[Work to be completed]
With the line containing "Target: open smiling mouth" as the final line, restate exactly every line of the data below from the first one onward, and copy no pictures.

[Task input]
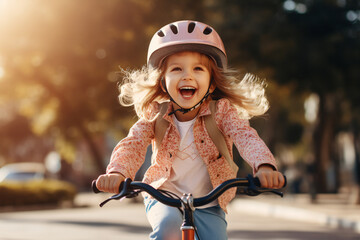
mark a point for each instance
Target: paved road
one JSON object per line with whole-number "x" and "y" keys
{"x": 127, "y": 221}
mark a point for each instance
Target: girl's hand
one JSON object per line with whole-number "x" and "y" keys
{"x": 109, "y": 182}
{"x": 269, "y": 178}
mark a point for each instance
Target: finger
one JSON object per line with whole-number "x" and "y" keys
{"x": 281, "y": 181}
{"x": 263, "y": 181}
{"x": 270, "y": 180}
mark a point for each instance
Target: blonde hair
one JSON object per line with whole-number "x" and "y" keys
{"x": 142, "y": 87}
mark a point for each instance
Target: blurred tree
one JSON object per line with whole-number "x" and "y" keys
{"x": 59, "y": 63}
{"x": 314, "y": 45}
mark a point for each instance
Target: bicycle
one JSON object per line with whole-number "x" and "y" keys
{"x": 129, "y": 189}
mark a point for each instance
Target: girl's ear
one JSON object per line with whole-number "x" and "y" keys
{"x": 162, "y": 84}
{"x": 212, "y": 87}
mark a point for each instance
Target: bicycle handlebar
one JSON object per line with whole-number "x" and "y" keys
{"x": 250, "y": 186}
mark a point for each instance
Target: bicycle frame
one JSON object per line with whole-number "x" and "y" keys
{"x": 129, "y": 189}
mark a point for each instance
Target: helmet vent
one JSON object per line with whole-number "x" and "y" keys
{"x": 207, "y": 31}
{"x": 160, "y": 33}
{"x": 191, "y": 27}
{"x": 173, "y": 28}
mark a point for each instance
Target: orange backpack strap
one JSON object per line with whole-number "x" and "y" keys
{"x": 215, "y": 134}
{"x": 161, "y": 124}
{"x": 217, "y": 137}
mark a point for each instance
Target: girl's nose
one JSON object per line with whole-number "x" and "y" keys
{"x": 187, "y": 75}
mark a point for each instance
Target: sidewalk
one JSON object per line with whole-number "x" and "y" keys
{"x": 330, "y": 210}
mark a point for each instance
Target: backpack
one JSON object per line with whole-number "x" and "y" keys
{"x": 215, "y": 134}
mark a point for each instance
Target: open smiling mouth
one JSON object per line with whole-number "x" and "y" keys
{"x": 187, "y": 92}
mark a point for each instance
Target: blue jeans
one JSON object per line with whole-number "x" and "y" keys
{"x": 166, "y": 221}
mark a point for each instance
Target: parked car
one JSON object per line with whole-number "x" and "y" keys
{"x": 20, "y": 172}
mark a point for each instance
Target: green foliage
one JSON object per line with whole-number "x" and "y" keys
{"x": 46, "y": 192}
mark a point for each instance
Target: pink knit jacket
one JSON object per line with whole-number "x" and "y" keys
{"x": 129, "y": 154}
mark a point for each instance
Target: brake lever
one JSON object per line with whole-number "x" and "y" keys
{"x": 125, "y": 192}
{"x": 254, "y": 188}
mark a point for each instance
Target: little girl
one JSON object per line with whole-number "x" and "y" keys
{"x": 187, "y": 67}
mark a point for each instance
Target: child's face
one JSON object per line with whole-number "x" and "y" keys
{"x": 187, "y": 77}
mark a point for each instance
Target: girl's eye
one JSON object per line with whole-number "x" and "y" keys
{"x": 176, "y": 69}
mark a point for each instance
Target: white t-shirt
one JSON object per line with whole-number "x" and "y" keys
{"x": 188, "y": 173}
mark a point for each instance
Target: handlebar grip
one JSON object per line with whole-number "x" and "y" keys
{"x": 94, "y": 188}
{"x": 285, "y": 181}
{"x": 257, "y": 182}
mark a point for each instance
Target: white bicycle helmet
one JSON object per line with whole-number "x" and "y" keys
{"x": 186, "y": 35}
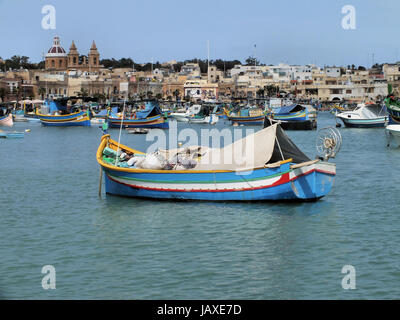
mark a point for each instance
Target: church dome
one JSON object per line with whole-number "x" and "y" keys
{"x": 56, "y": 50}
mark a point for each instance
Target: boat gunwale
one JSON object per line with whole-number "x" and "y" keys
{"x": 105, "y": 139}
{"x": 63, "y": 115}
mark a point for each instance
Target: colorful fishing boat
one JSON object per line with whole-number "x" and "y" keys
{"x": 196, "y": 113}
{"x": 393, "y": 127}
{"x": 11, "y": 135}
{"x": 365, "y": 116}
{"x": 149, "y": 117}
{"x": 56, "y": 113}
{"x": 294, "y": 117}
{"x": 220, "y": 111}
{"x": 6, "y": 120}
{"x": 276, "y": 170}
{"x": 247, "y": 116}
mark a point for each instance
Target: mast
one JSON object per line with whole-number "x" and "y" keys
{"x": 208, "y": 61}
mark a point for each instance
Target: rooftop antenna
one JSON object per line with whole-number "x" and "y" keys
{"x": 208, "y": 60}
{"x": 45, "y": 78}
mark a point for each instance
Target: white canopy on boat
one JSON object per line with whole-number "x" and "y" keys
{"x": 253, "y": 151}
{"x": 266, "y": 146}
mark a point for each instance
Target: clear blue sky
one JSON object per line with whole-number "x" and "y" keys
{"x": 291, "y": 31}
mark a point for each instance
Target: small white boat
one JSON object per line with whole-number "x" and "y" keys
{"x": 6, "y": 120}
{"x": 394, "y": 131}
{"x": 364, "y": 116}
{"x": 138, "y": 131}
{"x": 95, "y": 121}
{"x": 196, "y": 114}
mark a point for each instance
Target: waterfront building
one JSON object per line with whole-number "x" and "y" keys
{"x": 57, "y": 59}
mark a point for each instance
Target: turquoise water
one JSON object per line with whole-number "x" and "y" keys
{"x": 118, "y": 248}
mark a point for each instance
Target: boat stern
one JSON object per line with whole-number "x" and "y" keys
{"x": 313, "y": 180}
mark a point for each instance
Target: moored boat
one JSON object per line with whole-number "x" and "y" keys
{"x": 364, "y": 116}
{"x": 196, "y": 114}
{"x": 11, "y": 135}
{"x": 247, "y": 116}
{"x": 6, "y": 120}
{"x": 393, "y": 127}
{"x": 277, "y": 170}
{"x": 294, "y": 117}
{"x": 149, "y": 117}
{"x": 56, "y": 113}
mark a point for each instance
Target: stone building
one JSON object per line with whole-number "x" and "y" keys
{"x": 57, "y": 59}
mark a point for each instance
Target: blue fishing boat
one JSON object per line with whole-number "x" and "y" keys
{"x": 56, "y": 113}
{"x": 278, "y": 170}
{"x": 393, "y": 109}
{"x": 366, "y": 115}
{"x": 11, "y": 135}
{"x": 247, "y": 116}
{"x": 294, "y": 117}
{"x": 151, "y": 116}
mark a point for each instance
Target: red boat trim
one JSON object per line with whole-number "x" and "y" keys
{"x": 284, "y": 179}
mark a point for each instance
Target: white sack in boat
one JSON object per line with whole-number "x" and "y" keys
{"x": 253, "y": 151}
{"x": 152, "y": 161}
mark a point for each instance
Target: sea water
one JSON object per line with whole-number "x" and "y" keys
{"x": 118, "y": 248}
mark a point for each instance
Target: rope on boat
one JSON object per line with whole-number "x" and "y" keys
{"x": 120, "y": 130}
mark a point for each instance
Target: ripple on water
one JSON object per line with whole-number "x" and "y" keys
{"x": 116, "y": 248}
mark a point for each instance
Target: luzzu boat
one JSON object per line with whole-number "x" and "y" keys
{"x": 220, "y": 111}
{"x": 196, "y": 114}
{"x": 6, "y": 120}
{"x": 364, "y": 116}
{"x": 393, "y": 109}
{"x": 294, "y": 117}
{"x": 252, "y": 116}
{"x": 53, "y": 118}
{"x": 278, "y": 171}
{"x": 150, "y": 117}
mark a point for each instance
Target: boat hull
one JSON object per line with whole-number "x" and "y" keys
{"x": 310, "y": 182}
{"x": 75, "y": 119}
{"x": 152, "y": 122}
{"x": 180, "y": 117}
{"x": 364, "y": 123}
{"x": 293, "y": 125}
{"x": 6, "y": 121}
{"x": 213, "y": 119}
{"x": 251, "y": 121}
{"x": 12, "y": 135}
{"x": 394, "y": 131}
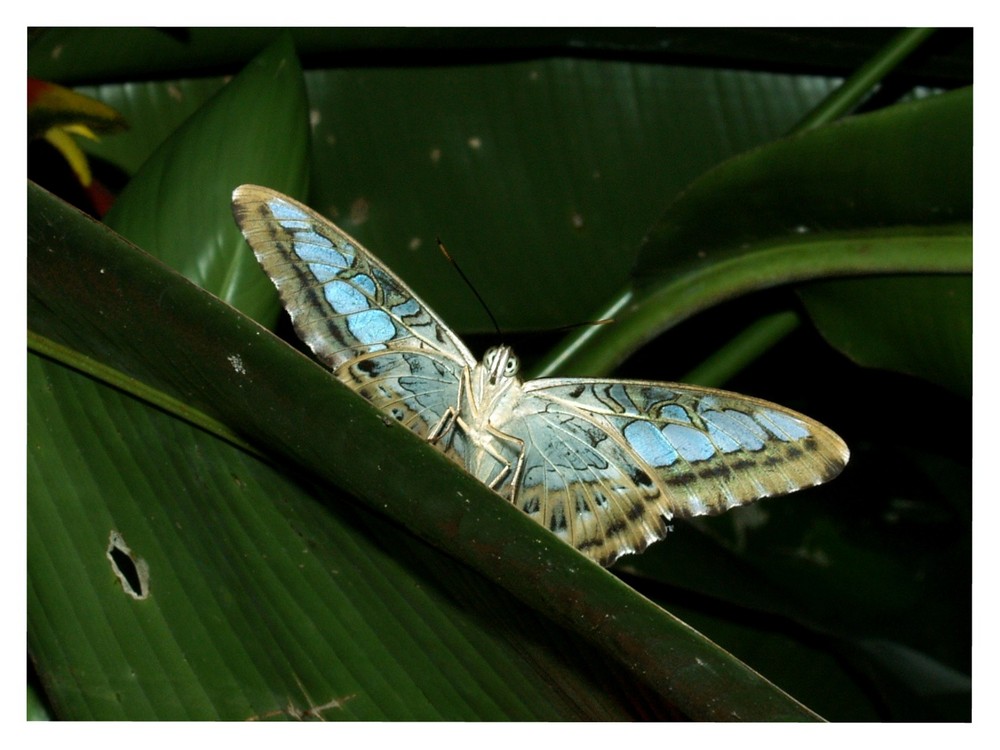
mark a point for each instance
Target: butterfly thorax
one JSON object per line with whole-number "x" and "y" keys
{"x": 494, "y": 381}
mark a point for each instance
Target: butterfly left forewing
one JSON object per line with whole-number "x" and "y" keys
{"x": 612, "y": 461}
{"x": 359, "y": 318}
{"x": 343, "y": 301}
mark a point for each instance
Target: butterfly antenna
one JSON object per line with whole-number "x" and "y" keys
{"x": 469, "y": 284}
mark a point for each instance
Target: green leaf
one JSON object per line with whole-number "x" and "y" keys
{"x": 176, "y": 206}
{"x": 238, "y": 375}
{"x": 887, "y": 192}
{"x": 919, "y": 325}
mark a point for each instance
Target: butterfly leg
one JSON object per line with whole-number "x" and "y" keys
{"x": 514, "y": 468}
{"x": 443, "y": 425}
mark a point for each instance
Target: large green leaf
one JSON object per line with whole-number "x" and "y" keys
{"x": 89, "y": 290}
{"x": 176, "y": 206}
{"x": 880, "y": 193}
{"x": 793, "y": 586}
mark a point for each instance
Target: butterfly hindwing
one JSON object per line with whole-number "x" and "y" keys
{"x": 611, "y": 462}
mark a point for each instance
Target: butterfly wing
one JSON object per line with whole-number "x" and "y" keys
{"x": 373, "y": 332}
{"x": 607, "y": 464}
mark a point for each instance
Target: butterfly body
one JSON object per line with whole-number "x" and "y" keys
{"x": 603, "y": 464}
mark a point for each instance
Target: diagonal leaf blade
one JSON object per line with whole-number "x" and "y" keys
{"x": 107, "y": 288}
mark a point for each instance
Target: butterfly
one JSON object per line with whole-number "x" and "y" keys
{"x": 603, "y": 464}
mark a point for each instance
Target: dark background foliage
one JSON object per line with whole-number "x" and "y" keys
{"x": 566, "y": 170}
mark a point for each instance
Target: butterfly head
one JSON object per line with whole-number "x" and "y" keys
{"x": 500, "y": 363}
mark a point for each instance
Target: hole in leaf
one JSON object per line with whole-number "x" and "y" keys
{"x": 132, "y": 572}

[Expected answer]
mark a point for each instance
Target: paved road
one JSON object per line with whole-number "x" and "y" keys
{"x": 127, "y": 221}
mark a point for each instance
Target: girl's hand
one JSON object per line with whole-number "x" and "y" keys
{"x": 109, "y": 182}
{"x": 269, "y": 178}
mark a point for each instance
Target: finger
one JSON object per line with whole-number "x" and "y" keys
{"x": 281, "y": 181}
{"x": 263, "y": 181}
{"x": 270, "y": 180}
mark a point for each instance
Target: blonde hair
one JSON object per line with whole-number "x" and "y" keys
{"x": 142, "y": 87}
mark a point for each instance
Target: blurred tree
one JSON object per line with whole-number "x" and "y" keys
{"x": 59, "y": 63}
{"x": 314, "y": 45}
mark a point for each instance
Target: bicycle
one JSON object per line with whole-number "x" and "y" keys
{"x": 129, "y": 189}
mark a point for each instance
Target: girl's ear
one JSON object per line with whole-number "x" and "y" keys
{"x": 162, "y": 84}
{"x": 212, "y": 87}
mark a point for each instance
Target: bicycle handlebar
one JSON object per line with whole-number "x" and "y" keys
{"x": 250, "y": 186}
mark a point for each instance
Target: bicycle frame
one JSON object per line with whole-number "x" and "y" keys
{"x": 129, "y": 189}
mark a point for each instance
Target: helmet vent
one JSON object per line with whole-number "x" and "y" keys
{"x": 207, "y": 31}
{"x": 160, "y": 33}
{"x": 191, "y": 27}
{"x": 173, "y": 28}
mark a point for each instance
Target: orange backpack strap
one JSON object per line with whole-number "x" and "y" keys
{"x": 215, "y": 134}
{"x": 161, "y": 124}
{"x": 217, "y": 137}
mark a point for each instance
Target: girl's nose
one JSON object per line with whole-number "x" and "y" keys
{"x": 187, "y": 75}
mark a point for each instance
Target: sidewalk
one JSON object per line with whole-number "x" and "y" keys
{"x": 330, "y": 210}
mark a point for each instance
Target: backpack
one JSON object per line with whole-number "x" and "y" keys
{"x": 215, "y": 134}
mark a point for each instance
Target: open smiling mouth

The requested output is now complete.